__EXERCISE INSTRUCTIONS__:
Can you copy every item below word for word, leaving the pictures out?

__DATA SUPPLIED__:
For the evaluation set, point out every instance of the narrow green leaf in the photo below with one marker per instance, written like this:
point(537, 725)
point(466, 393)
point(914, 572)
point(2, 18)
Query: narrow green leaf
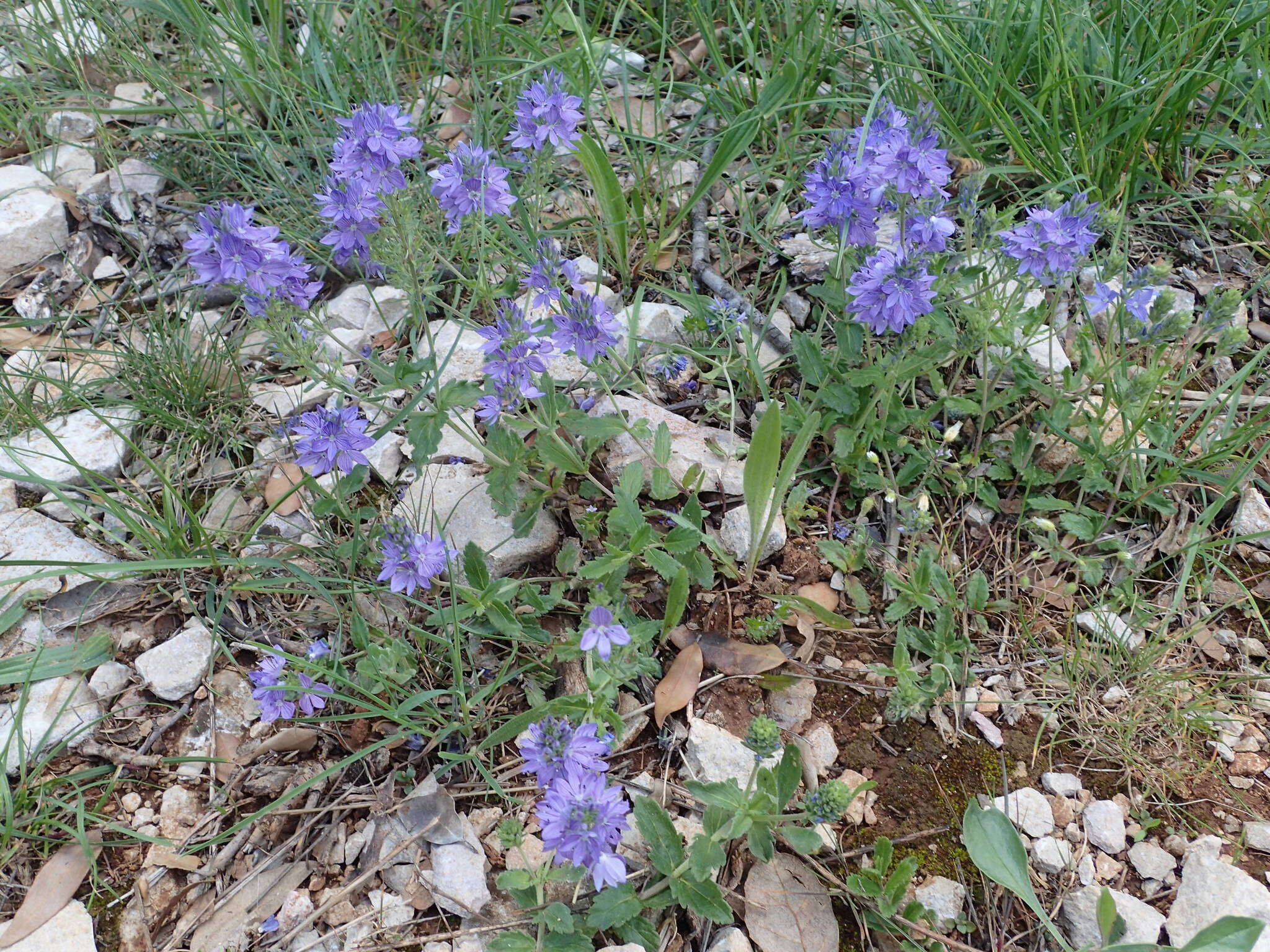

__EXERCISE RESULT__:
For the evaluation set, point out every instance of the narrow green leaf in the photo below with one marker per instance, written like this:
point(537, 725)
point(466, 393)
point(914, 572)
point(2, 18)
Query: narrow green leaf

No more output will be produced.